GOAL OF THE EXERCISE — Nothing but the text of the records belongs in your answer: repeat all of it exactly and leave out the images.

[Image-grounded pointing data]
# # # #

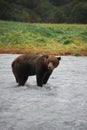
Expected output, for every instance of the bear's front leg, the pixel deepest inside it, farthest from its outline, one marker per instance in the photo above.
(46, 77)
(39, 80)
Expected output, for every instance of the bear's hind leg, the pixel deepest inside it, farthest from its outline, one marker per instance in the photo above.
(22, 80)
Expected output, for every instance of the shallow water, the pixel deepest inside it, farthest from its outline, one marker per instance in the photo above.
(59, 105)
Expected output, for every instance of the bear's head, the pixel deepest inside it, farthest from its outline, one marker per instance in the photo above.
(52, 61)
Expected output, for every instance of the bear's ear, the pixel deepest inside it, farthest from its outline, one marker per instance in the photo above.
(59, 58)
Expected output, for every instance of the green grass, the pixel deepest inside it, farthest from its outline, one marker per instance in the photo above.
(17, 37)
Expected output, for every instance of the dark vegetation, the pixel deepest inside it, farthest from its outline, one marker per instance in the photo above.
(46, 11)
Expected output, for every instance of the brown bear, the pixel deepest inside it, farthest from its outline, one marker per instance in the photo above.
(28, 65)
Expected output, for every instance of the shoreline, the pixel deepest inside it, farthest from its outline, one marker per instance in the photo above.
(44, 51)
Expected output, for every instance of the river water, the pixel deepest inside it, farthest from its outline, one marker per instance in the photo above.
(59, 105)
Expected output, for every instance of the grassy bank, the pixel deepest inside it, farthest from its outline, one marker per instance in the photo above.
(64, 39)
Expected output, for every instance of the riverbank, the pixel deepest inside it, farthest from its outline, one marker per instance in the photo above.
(55, 39)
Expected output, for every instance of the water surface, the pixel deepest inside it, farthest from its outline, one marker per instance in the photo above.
(59, 105)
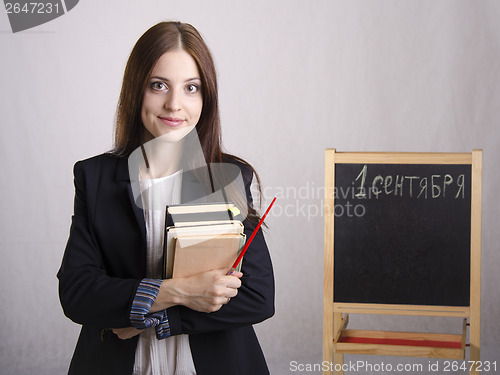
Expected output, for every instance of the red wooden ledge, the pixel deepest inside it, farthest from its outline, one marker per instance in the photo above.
(430, 343)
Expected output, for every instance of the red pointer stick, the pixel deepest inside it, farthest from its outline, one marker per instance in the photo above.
(238, 260)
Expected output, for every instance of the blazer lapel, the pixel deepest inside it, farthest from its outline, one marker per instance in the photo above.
(123, 176)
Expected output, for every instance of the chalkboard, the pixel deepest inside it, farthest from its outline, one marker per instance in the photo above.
(402, 234)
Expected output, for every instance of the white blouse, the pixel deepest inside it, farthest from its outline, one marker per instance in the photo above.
(170, 356)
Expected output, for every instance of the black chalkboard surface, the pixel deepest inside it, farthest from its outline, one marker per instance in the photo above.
(402, 234)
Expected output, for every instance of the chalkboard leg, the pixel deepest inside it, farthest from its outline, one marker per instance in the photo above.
(338, 361)
(474, 358)
(338, 358)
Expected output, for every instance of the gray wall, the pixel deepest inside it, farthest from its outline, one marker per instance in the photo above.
(296, 77)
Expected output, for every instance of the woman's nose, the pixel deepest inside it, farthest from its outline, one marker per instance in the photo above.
(172, 101)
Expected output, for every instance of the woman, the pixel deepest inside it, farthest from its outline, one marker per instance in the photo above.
(133, 321)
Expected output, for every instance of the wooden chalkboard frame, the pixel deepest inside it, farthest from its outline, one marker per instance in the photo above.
(335, 315)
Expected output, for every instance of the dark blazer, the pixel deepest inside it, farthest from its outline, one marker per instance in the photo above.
(104, 261)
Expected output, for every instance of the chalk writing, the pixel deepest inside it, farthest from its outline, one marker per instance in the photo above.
(433, 186)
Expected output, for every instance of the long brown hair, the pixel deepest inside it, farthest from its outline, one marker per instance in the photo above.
(156, 41)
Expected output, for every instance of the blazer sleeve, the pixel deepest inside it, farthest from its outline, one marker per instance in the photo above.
(87, 294)
(255, 299)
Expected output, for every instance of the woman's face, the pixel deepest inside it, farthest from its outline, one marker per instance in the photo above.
(172, 100)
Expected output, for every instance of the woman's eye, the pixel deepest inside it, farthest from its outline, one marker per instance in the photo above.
(192, 88)
(158, 86)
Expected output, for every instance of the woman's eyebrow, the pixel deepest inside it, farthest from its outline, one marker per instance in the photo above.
(167, 80)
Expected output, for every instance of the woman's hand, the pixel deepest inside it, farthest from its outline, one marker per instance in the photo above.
(126, 333)
(204, 292)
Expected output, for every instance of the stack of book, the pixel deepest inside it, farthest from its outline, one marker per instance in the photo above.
(200, 238)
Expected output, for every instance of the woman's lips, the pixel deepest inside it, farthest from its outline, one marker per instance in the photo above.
(171, 121)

# # # #

COMPLETED TASK —
Expected output, for every instance of the bear's front leg, the pixel deepest inside it, farthest from its outline, one marker per instance in the photo above.
(46, 77)
(39, 80)
Expected output, for every instance of the bear's hind leg, the pixel deepest inside it, farthest from its outline, one marker per instance in the photo above.
(22, 80)
Expected output, for every instance of the shallow water, the pixel deepest inside it, farthest from its outline, one marker per instance in the photo above.
(59, 105)
Expected output, for every instance of the bear's head, the pixel deepest inside it, farthest from its outline, one marker per instance in the photo above.
(52, 61)
Expected output, for every instance of the bear's ear, the pixel deepest inside it, farthest from its outline, one marker per instance in the photo above.
(59, 58)
Expected output, for every instance of the green grass, the pixel deepest inside it, farthest from its outline, one marker per instance in the photo above.
(17, 37)
Expected output, for every instance of the dark vegetation, the pixel deepest inside it, farthest from its outline, one marker per instance in the photo above.
(46, 11)
Expected output, for every instance of the brown bear, the pixel deepest inside it, farthest from its outline, one marker per instance in the photo above.
(28, 65)
Expected output, for every instance of the shoreline, the pixel deepest inside it, farthest from its outline, one marker per instance in the photo above.
(44, 51)
Expected output, for every instance of the river water, the pixel deepest inside it, farthest from its outline, one marker per instance in the photo above.
(59, 105)
Expected output, for every instance of the grassy bank, the pixel deepest inside it, farthest from its outline, one marker per instance in the photo above.
(64, 39)
Expected output, for every instance of the riverbank, the pixel deepest inside it, farthest from its outline, one marker per instance in the photo above.
(55, 39)
Expected output, for every instance of the water surface, the pixel deepest inside it, farthest from its outline, one marker per instance in the photo above.
(59, 105)
Expected output, for every instance of the red wooden ledge, the pixel deepest inside it, farthest from its outline, one marker per instance in the photo above.
(430, 343)
Expected output, for every instance of the red pointer stick, the pixel deepest inside it, farthest from its outline, one marker per instance in the photo above.
(238, 260)
Expected output, for every instance of the blazer lapel, the pixel deepest inside it, farthest from its outline, one marker per instance in the photo above.
(123, 176)
Expected output, for every instance of the chalkboard, the pixel deepest inside it, farthest from its outline, one marker per instance in the photo above.
(402, 234)
Expected output, for every instance of the white blouse, the pixel deepest inside it, farthest from its outline, one marker per instance in the photo above.
(170, 356)
Expected output, for every instance of the black chalkboard surface, the pixel deepest inside it, farthest from its outline, one marker per instance in the photo above.
(402, 234)
Expected output, for every instance of the chalkboard leg, the pixel deepest inside it, farthest from its outline, one marker per instance in the photo above.
(338, 361)
(474, 358)
(338, 358)
Expected output, for every instance of the gray wall, the pixel deepest inside it, farthest from its outline, one marker per instance in the photo above.
(296, 77)
Expected output, for every instance of the woman's nose, the pixel deepest inside it, farthest from its outline, one marker per instance in the photo above.
(172, 101)
Expected output, for every instance of the woman, the pixel deepest inside it, farthest from its outline, one marker per instance in the photo above.
(133, 321)
Expected output, for every instance of the wooden chalkboard frame, the pixel deepest inside it, farthest from its outline, one marker per instance in the photo above.
(335, 315)
Expected output, for every instance of the dark blazer, the pixel deepest inside it, farthest from its outline, one marker per instance in the photo above.
(104, 261)
Expected output, for every instance of the chalk writing, the pixel deepest inside it, farthest from its outline, one marker per instance in the photo above.
(433, 186)
Expected output, for every instance of the long brown hair, the pixel deepest inside it, farthest from its outline, one marker per instance in the photo above.
(156, 41)
Expected output, for every instance of the blazer sleeve, the pixel deepest inside it, farthest from its outline, one marker per instance in the photo above.
(87, 294)
(255, 299)
Expected output, for every instance of the woman's face, the pixel deepest inside it, farthest from its outline, one marker per instance in the photo above.
(172, 100)
Expected output, for every instance of the woman's eye, the pixel deepest inside it, farthest from its outline, one marker per instance in the photo above.
(192, 88)
(158, 86)
Expected output, for every instance of the woman's eyebrow, the pixel deepest inside it, farthest from its outline, one marker per instance in the photo above.
(167, 80)
Expected output, for every instance of the woman's hand, the pixel deepest inside it, farthest from its outline, one marker per instance in the photo above.
(126, 333)
(204, 292)
Expected output, for every instance of the stack of book, the pixel deepest inside it, farthest from its outline, one marker per instance in the photo above.
(200, 238)
Expected output, for every instance of the woman's lips, the pixel deepest inside it, farthest from its outline, one marker per instance in the photo above.
(171, 121)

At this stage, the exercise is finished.